EXCERPTED TEXT
>>>>>

TBH, I'm not that sure the average British Joe cares that much  I mean, people say they care, until they are faced with a choice at the supermarket :/


----------



## Leaf (18 February 2011)

martlin said:



			TBH, I'm not that sure the average British Joe cares that much  I mean, people say they care, until they are faced with a choice at the supermarket :/
		
Click to expand...

don't even get me started!! I could give myself an aneurysm on that subject...... (insert a smiley face of your choice here)


----------



## Sarah Sum1 (18 February 2011)

Couple of questions for those who may know. I always buy organic cheese and milk. What does organic mean when it comes to cheese and milk? I guess i'm thinking the cows run free, less crap in it etc 

Also, how can I ensure it comes from british farmers? Does it say so on packet? Should think it does, but just checking.

I will be giving it up soon, but can't get my head around the vegan cheese  it tastes like rubberised vomit  So am going to wean myself off cheese altogether.


----------



## Horseyscot (18 February 2011)

martlin said:



			TBH, I'm not that sure the average British Joe cares that much  I mean, people say they care, until they are faced with a choice at the supermarket :/
		
Click to expand...

My point exactly yet they 'care' enough to complain plenty, though they don't put their money where their mouth is, literally


----------



## martlin (18 February 2011)

<<<<<

INFORMATION

>>>>>

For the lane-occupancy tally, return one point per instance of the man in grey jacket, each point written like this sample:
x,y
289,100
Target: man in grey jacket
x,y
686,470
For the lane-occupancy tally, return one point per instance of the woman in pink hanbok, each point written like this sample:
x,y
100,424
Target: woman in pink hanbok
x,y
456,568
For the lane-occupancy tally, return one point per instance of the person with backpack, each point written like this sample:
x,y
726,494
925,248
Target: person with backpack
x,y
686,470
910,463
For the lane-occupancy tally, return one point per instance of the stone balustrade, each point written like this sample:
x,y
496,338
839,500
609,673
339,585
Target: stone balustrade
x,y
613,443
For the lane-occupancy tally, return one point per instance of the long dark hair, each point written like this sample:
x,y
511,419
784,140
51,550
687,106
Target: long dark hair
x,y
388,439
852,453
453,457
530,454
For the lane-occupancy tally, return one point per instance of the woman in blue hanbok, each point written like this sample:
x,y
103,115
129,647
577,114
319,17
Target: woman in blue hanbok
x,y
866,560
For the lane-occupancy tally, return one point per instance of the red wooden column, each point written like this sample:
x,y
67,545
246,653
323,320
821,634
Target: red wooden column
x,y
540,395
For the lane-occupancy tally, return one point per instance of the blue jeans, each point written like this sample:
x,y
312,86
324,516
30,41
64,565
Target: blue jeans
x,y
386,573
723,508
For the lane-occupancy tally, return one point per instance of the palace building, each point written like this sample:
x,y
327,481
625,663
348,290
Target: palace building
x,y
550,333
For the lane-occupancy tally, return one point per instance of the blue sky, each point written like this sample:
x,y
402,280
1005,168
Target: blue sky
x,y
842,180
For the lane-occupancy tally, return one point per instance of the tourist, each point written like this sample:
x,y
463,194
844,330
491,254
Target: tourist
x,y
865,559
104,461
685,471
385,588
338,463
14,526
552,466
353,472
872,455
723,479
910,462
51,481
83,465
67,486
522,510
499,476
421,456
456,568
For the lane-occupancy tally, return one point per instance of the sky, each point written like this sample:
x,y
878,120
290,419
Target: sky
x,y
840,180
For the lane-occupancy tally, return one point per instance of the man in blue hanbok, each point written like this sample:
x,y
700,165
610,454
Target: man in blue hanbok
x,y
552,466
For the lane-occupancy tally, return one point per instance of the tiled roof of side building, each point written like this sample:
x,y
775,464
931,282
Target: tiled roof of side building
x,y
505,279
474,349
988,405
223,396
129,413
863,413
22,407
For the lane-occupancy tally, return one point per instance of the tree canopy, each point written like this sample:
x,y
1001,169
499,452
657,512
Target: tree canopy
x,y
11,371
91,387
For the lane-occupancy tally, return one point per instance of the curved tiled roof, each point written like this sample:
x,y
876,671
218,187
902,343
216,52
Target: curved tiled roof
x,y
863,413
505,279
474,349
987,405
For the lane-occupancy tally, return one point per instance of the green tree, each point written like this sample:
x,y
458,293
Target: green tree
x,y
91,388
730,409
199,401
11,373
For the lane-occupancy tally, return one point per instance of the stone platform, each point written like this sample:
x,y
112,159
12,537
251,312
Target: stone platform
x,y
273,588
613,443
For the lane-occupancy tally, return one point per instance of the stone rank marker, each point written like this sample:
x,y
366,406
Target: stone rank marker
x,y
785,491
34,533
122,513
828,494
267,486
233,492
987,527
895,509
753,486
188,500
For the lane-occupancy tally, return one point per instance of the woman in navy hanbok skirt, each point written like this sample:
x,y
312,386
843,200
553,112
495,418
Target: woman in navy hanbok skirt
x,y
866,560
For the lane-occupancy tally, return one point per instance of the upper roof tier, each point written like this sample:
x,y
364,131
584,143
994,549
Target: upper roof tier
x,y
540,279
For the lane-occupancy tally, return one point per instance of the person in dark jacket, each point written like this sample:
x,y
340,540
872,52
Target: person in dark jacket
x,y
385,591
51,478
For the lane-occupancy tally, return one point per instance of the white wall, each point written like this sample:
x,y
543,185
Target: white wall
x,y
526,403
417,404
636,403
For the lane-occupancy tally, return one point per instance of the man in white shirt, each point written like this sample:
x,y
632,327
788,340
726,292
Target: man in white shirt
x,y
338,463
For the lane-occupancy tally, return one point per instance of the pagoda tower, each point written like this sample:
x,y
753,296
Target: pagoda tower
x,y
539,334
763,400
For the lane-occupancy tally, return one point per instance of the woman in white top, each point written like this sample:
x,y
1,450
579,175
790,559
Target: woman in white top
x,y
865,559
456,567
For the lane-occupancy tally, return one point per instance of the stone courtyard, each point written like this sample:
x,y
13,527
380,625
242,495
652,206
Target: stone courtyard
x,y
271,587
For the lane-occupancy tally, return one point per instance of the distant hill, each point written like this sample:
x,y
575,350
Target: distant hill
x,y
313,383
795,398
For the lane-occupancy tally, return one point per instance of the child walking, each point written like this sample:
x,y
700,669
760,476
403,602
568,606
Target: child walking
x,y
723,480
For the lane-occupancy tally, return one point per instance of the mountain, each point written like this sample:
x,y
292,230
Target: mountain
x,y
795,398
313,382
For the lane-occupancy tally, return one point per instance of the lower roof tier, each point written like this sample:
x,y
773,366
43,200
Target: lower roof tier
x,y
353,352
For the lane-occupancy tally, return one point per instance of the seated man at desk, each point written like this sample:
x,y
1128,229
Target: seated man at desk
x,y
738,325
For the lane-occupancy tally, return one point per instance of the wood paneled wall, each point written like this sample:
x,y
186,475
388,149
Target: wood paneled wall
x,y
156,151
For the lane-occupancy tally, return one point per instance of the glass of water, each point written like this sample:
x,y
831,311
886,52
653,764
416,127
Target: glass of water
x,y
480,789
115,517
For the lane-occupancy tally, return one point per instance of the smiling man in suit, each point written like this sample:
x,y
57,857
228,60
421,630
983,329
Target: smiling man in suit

<<<<<

WORK TASK 1
Answer these about the forum thread on organic dairy:
(a) Which two foods does Sarah Sum1 always buy organic?
(b) What does Sarah Sum1 say vegan cheese tastes like?
(c) What does Leaf say could come from getting started on that subject?
WORK TASK 2
Edit the forum thread on organic dairy from "Couple of questions" up to and including "Horseyscot (18 February 2011)", replacing "cheese" with "yogurt".
WORK TASK 3
Can you pick up the forum thread on organic dairy where it stops and keep it going?
You won't need the lines for any of this.

TASK RESPONSE 1
(a) Cheese and milk.
(b) Rubberised vomit.
(c) An aneurysm.

TASK RESPONSE 2
Couple of questions for those who may know. I always buy organic yogurt and milk. What does organic mean when it comes to yogurt and milk? I guess i'm thinking the cows run free, less crap in it etc 

Also, how can I ensure it comes from british farmers? Does it say so on packet? Should think it does, but just checking.

I will be giving it up soon, but can't get my head around the vegan yogurt  it tastes like rubberised vomit  So am going to wean myself off yogurt altogether.


----------



## Horseyscot (18 February 2011)

TASK RESPONSE 3
organic means mainly good for the soil (which doesn't necessarily mean tasty or good for you ) When it comes to dairy, the cows are grazers and their diet is free of certain things, there are restrictions on fertilisers and weedkillers etc.

Yes, it says on the packet if it is produced in UK and from what ''nationality'' milk, too. then there is the red tractor icon 

Sorry, I don't think I'm that good at explaining 

ETS: It turns out that organic dairy cows don't have to be outside grazing, so go figure
http://www.dardni.gov.uk/ruralni/in...ion/organic_dairy/organic-milk-production.htm


----------



## Horseyscot (18 February 2011)

Sarah sum1 said:



			Couple of questions for those who may know. I always buy organic cheese and milk. What does organic mean when it comes to cheese and milk? I guess i'm thinking the cows run free, less crap in it etc 

Also, how can I ensure it comes from british farmers? Does it say so on packet? Should think it does, but just checking.

I will be giving it up soon, but can't get my head around the vegan cheese  it tastes like rubberised vomit  So am going to wean myself off cheese altogether.
		
Click to expand...

Basically no chemicals have been used in the production of the 'goods' ie only natural/ herbal produce used to treat sick animal (might as well treat them with water half the time) also no chemicals used on the land they graze/ or their feeding comes from.


----------



## Leaf (18 February 2011)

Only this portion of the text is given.